◆ **ASSIGNMENT**
Retype the entries below exactly, but begin at the line containing "Flag the building" and end at the last line.

[Stored data entries]
—————

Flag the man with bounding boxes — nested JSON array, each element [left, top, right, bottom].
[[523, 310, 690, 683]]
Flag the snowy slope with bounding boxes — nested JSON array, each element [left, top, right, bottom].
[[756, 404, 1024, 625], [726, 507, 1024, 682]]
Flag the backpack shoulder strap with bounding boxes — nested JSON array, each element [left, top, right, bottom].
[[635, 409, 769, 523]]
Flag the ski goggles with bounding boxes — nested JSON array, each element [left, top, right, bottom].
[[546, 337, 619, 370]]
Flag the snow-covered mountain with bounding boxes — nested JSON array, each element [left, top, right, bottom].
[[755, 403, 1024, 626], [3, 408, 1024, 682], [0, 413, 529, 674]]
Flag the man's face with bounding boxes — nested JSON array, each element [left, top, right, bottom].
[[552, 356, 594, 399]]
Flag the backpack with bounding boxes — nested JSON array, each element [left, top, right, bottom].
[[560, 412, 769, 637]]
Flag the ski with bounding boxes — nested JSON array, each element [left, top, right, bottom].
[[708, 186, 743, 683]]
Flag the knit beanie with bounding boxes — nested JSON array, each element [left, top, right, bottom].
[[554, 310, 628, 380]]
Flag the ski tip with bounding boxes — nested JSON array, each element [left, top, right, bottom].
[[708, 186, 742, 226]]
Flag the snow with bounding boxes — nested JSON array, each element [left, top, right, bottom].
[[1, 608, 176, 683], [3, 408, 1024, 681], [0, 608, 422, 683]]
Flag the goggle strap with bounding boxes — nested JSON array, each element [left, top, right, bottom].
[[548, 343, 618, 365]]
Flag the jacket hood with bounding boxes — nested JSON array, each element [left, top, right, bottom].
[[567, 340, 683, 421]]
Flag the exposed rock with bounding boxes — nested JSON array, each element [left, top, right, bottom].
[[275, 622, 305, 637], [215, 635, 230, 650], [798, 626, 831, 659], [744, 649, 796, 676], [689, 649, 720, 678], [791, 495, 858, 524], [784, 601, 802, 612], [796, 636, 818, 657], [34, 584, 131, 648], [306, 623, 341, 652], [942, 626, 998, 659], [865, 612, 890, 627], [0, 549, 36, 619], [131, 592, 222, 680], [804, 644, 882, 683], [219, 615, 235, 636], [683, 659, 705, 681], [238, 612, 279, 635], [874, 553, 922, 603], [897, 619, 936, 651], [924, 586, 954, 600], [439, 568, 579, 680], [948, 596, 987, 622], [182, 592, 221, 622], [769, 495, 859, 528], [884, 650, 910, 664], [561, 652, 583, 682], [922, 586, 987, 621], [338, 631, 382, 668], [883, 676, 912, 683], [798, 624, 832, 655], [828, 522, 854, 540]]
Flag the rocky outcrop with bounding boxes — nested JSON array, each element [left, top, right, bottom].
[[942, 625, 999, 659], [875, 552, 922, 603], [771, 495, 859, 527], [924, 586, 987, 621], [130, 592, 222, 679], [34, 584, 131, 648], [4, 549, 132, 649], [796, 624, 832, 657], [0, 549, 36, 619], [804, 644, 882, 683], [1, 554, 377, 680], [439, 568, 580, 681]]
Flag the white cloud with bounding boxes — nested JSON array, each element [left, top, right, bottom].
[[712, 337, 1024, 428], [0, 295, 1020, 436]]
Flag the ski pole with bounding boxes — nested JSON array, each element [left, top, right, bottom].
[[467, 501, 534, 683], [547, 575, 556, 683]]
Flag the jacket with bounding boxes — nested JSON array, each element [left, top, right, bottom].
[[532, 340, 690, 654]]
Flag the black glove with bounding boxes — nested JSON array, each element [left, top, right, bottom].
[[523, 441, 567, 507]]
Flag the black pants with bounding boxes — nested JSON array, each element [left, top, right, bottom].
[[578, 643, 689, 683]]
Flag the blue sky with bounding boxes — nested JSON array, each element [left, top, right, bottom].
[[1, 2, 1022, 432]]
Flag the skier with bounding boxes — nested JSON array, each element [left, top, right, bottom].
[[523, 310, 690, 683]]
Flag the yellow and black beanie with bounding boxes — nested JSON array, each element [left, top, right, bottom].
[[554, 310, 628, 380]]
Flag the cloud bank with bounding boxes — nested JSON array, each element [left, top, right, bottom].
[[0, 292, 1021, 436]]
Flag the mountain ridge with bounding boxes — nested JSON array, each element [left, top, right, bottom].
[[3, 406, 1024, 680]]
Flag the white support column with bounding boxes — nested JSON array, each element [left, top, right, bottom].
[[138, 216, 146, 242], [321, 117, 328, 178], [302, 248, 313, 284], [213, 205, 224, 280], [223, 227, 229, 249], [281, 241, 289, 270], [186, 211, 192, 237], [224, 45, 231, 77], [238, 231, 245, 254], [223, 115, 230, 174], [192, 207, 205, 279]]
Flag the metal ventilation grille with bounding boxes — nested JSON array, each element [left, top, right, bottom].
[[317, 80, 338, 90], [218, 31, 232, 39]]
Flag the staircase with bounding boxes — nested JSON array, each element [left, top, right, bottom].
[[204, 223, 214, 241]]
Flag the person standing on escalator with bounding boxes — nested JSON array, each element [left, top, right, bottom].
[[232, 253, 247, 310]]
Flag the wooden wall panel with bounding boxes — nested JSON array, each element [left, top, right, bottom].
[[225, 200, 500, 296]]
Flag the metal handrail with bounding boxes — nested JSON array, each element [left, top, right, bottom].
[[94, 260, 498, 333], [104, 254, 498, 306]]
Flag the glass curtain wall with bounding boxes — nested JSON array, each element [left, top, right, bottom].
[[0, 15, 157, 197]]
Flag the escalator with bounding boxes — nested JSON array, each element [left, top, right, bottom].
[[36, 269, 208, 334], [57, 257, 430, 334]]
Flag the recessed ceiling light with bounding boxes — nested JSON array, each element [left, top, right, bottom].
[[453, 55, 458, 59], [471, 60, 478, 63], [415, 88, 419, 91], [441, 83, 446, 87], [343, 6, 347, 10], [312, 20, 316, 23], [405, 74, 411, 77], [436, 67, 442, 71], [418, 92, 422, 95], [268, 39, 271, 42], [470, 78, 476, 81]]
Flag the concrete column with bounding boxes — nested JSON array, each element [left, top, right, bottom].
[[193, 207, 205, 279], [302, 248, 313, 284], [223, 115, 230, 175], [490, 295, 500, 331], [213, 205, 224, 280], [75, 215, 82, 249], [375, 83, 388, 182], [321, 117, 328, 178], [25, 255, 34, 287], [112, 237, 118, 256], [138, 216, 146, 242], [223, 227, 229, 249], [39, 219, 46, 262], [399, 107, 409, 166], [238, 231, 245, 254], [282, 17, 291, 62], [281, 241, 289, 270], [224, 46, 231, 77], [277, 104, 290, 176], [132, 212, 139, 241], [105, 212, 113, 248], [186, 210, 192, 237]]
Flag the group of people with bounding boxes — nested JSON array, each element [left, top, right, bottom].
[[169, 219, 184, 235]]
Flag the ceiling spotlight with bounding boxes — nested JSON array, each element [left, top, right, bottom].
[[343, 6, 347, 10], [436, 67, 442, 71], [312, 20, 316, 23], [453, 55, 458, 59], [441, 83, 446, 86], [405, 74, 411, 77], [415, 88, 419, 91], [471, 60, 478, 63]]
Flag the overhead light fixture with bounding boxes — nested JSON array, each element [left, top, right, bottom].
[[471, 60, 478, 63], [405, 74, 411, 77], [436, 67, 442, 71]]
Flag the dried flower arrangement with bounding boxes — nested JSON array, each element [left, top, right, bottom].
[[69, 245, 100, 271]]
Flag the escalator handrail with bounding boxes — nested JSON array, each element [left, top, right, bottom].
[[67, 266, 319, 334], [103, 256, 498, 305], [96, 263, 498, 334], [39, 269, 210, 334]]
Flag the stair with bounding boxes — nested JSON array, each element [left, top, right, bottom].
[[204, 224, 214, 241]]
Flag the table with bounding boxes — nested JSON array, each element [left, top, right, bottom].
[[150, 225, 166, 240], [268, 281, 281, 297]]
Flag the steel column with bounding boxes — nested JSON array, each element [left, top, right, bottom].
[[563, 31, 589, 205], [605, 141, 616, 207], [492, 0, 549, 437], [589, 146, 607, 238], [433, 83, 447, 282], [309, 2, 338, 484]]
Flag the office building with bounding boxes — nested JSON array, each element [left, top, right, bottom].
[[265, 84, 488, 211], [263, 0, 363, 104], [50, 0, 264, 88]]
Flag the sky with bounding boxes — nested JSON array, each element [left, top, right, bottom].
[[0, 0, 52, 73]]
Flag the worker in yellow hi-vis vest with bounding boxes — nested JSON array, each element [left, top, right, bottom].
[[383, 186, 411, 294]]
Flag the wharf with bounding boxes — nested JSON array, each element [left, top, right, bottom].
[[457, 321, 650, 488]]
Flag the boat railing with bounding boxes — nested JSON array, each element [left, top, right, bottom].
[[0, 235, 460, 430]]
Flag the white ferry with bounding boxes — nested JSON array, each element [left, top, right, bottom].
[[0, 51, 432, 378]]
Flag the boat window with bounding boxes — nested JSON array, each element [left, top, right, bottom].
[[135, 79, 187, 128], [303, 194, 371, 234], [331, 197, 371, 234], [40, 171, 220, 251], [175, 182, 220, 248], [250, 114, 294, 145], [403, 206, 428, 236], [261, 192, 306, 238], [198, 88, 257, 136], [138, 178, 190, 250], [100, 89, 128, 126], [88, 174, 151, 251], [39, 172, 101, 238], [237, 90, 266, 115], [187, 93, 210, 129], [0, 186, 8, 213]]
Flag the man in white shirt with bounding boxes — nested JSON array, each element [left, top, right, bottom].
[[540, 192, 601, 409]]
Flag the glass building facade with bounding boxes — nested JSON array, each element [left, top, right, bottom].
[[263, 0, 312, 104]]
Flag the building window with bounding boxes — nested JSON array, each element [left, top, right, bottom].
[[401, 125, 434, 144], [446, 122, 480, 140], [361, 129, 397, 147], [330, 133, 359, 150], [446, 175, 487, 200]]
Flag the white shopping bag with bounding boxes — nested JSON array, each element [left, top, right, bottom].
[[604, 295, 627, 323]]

—————

◆ **YOUR RESPONSE**
Flag the building window with bounding boxes — nested JSON array, each element [left, top, right, bottom].
[[401, 125, 434, 144], [446, 122, 480, 140], [361, 129, 397, 147], [330, 133, 359, 150], [446, 175, 487, 200]]
Flag the white shopping bag with bounding boxes — nested JSON array, each element [left, top, right, bottom].
[[604, 295, 627, 323]]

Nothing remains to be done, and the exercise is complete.